[INPUT]:
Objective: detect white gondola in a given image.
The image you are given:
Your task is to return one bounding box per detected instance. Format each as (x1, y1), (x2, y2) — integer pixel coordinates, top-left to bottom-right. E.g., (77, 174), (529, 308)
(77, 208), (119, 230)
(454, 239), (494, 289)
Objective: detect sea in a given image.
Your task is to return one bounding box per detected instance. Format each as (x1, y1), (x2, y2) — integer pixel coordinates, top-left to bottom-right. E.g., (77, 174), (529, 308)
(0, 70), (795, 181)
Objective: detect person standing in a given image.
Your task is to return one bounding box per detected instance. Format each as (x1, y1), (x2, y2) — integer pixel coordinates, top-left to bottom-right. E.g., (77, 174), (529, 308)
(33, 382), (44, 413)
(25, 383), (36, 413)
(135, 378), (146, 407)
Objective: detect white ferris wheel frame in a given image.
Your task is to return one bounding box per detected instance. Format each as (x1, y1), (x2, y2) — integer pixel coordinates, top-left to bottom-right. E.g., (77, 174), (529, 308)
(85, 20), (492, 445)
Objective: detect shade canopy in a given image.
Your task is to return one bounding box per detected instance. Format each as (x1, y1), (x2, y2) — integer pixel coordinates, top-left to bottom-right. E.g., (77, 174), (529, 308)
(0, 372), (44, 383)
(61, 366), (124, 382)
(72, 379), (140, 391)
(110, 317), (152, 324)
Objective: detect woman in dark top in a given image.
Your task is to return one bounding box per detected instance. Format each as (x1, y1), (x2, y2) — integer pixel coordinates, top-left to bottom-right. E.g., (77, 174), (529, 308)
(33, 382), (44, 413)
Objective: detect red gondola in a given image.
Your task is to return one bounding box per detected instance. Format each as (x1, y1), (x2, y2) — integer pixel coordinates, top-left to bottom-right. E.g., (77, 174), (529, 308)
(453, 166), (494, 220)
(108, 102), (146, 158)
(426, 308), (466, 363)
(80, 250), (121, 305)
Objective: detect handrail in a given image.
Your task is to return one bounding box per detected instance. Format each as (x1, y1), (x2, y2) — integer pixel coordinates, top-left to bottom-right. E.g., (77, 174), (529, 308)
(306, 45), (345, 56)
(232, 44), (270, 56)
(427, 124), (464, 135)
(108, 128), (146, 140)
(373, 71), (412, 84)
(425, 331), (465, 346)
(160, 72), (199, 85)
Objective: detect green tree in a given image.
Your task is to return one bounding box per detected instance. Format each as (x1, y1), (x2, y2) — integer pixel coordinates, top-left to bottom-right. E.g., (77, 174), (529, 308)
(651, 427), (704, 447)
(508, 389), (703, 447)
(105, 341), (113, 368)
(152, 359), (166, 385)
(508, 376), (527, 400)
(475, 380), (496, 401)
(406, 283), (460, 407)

[EXERCISE PROMPT]:
Rewrite the rows from the start through the line containing "(0, 70), (795, 181)", both ends included, leaving every line unchanged except the answer coordinates. Multiply each of those coordinates by 1.05 and round to whole numbers, with halves rounded up.

[THE COMPLETED TASK]:
Objective: detect white gondola in a given image.
The image you are given:
Your task is to return one bounding box per detected instance. Format each as (x1, y1), (x2, y2) — integer pixel coordinates, top-left to bottom-right. E.g., (77, 174), (529, 308)
(81, 218), (125, 242)
(477, 251), (519, 303)
Objective: detect sea in a given image.
Your task is to return one bounding box per detected instance. Format each as (x1, y1), (x2, y2) — integer pixel coordinates, top-left to bottom-right. E.g., (77, 174), (529, 308)
(0, 74), (835, 190)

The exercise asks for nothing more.